### WHAT TO WORK ON
What you return should match the entries below exactly, only without the images.

((

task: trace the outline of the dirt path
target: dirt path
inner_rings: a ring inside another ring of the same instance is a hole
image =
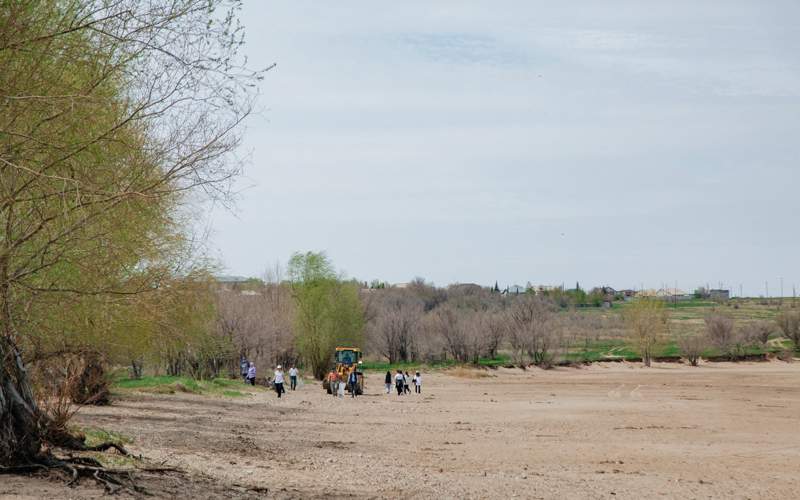
[[[135,394],[82,425],[190,472],[159,496],[790,498],[800,491],[800,364],[603,364],[425,374],[423,394],[278,400]],[[464,375],[467,375],[465,377]],[[181,491],[184,491],[181,493]],[[3,480],[0,495],[97,489]],[[188,497],[187,497],[188,498]]]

))

### YOUR RESPONSE
task: trace the outline of the dirt path
target: dirt path
inner_rings: a ring inside another ring of the same instance is a hole
image =
[[[135,394],[82,425],[190,472],[159,496],[790,498],[800,491],[800,364],[603,364],[425,374],[423,394],[278,400]],[[464,375],[467,375],[465,377]],[[181,491],[184,491],[181,493]],[[3,480],[0,495],[97,489]],[[188,497],[187,497],[188,498]]]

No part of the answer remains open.